_Texto para ler_
Este artigo tem como objetivo analisar o resultado de um teste diagnóstico voltado para o campo

multiplicativo, aplicado em alunos do 4º ano de escolaridade. O presente trabalho faz parte de um projeto de

pesquisa em desenvolvimento no mestrado acadêmico que visa a elaborar uma formação continuada de

professores tendo como base a Teoria dos Campos Conceituais de Vergnaud, com a finalidade de promover

estratégias docentes que venham tornar o processo de aprendizagem mais acessível e motivador aos

estudantes. A metodologia adotada consistiu na aplicação de um teste diagnóstico em 43 estudantes do 4º ano

do Ensino Fundamental, de uma escola pública da baixada fluminense, e a abordagem foi de caráter

qualitativo. Os dados coletados e analisados tornam-se importantes para responder a seguinte questão

levantada na pesquisa: “Quais as competências que os estudantes dos 3º, 4º e 5º ano do ensino fundamental

dispõem para resolver problemas pertencentes ao campo conceitual multiplicativo?”. A fundamentação

teórica está em torno do estudo da Teoria dos Campos Conceituais, que afirma que para entender a

construção de um determinado conhecimento, é necessário usufruir das suas características específicas,

analisando o conceito de seu domínio. Para Vergnaud (1990), é uma teoria cognitivista que está embasada no

estudo do desenvolvimento e da aprendizagem de competências complexas. Os resultados mostraram que os

discentes desvendaram em suas resoluções, estratégias usadas nos seus cotidianos ao usarem variáveis

pictóricas que foram empregadas simultaneamente com as variáveis numéricas, possibilitando o

desdobramento das situações oferecidas e que facilitarão o aprendizado de situações de proporção simples –

muitos para muitos.

Registros de marcação de posição:
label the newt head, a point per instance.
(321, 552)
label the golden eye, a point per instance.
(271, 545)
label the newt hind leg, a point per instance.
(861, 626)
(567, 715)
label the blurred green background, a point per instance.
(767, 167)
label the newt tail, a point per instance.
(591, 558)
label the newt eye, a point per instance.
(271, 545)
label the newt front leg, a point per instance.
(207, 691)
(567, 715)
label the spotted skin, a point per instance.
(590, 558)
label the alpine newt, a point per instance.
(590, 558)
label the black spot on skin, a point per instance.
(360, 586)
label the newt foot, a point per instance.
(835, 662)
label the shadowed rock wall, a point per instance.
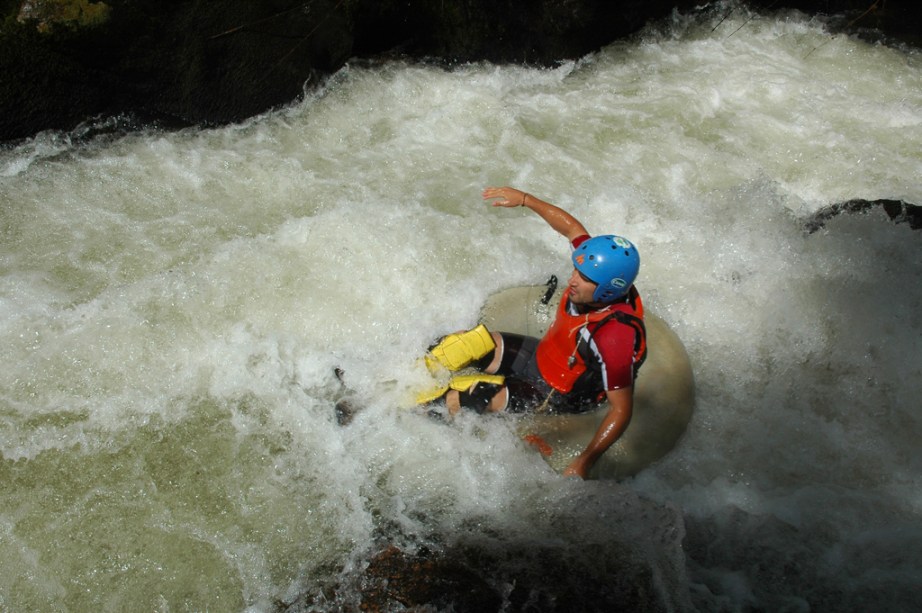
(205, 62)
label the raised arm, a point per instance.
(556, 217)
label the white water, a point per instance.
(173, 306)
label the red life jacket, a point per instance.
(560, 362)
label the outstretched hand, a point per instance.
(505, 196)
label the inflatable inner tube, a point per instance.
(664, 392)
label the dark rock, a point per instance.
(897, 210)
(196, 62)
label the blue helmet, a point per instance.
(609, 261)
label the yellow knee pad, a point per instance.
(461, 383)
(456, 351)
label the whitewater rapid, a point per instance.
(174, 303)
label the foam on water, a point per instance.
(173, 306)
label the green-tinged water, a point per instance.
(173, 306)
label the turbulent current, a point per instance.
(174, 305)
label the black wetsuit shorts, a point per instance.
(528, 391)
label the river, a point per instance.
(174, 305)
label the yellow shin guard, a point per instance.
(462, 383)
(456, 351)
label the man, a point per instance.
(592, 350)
---
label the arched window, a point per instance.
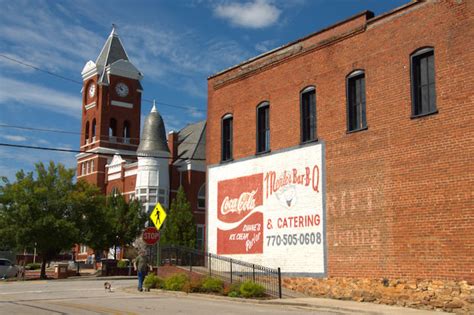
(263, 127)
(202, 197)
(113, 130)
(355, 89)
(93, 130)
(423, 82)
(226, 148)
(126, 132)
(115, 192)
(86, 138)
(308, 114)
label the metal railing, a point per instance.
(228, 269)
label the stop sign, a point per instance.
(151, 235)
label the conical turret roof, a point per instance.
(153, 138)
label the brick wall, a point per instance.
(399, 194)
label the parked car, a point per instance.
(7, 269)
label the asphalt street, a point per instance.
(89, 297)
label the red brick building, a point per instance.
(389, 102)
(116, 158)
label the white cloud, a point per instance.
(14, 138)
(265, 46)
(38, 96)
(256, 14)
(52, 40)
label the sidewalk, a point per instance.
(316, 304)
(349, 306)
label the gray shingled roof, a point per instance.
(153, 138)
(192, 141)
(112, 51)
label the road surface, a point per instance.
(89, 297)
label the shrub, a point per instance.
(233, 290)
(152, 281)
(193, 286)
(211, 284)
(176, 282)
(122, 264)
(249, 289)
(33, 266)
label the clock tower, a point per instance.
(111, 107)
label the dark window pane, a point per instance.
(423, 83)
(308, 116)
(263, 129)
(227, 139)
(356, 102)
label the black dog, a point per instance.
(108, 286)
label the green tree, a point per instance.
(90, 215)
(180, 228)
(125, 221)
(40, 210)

_Tarefa A_
De acordo com o texto sobre o teste diagnóstico, para que serve a formação continuada de professores que o projeto de mestrado pretende montar? Explique em uma a três frases.
_Tarefa B_
Conte quantas linhas da listagem contêm a palavra "brick" e informe só esse número.

_Resposta escrita A_
A formação continuada, baseada na Teoria dos Campos Conceituais de Vergnaud, tem a finalidade de promover estratégias docentes. Essas estratégias devem tornar o processo de aprendizagem mais acessível e motivador para os estudantes.

_Resposta escrita B_
2